(Items from a dataset)

^^^^^^^^^^^^^^^^

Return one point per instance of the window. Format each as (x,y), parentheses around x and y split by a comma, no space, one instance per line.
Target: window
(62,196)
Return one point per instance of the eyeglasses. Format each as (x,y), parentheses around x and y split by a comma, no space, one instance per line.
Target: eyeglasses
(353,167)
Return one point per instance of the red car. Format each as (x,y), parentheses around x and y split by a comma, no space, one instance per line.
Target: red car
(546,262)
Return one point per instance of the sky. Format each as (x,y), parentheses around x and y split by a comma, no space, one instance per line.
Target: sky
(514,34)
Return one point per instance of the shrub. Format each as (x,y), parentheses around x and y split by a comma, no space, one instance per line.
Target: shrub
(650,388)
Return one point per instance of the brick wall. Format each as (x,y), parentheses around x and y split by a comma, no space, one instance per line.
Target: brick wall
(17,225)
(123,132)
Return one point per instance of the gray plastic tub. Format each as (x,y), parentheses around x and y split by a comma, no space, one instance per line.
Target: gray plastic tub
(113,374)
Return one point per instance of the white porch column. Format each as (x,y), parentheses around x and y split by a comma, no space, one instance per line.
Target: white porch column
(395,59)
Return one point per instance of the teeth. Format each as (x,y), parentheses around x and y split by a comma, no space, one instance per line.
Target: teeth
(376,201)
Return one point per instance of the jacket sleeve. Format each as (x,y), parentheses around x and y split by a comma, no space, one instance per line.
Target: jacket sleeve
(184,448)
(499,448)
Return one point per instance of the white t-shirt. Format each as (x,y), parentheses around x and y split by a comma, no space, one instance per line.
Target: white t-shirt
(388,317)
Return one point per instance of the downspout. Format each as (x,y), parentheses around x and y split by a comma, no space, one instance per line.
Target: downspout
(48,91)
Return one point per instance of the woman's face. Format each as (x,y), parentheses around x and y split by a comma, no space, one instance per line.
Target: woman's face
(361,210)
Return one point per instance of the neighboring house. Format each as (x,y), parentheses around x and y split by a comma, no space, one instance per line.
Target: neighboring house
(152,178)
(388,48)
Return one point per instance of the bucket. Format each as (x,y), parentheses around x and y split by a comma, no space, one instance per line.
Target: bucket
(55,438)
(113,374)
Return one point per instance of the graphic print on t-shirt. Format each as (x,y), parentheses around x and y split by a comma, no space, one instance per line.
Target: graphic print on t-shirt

^^^^^^^^^^^^^^^^

**DO THIS**
From the line holding "Return one point per instance of the gray" down to the final line above, quote every line exactly and only those lines.

**RESPONSE**
Return one point per instance of the gray plastic tub. Format each as (x,y), parentheses around x and y split by a comma, no space, one instance per line.
Target: gray plastic tub
(113,374)
Return one point per instance of the white porch column. Format each as (x,y), parentheses around x and y split by a comma, no space, one instance per line.
Target: white porch column
(395,59)
Return one point per instance of the teeth. Format each as (x,y), parentheses around x and y split by a comma, no space, one instance per line.
Target: teeth
(376,201)
Return one point per instance of the jacket sleeve. Format each as (x,y), parentheses around x and y split by a comma, no space, one instance per line.
Target: jacket sleeve
(184,448)
(499,448)
Return one point per instance of the white t-shirt. Format each as (x,y), parentheses around x and y split by a comma, no space, one instance per line.
Target: white t-shirt
(388,317)
Return one point per instance of the downspout. Format each as (x,y), parentheses around x and y split by a comma, no space, one instance per line.
Target: downspout
(48,91)
Return one point per instance of the woman's face. Format each as (x,y), parentheses around x and y split by a comma, no space, one instance per line.
Target: woman's face
(361,210)
Return one point per instance of the neighboring house. Format each as (x,y), parentheses around x and y split by a comma, no space, one instance per line.
Target: neighboring house
(152,178)
(388,48)
Return one point per instance of the bucket. Format each as (x,y), parentheses around x and y split by a comma, no space, one instance per line.
Target: bucket
(55,438)
(113,374)
Return one point per instance of the graphic print on t-shirt. Format each as (x,y), parentheses around x and y split by a comma, no space, one instance per line.
Target: graphic print on t-shirt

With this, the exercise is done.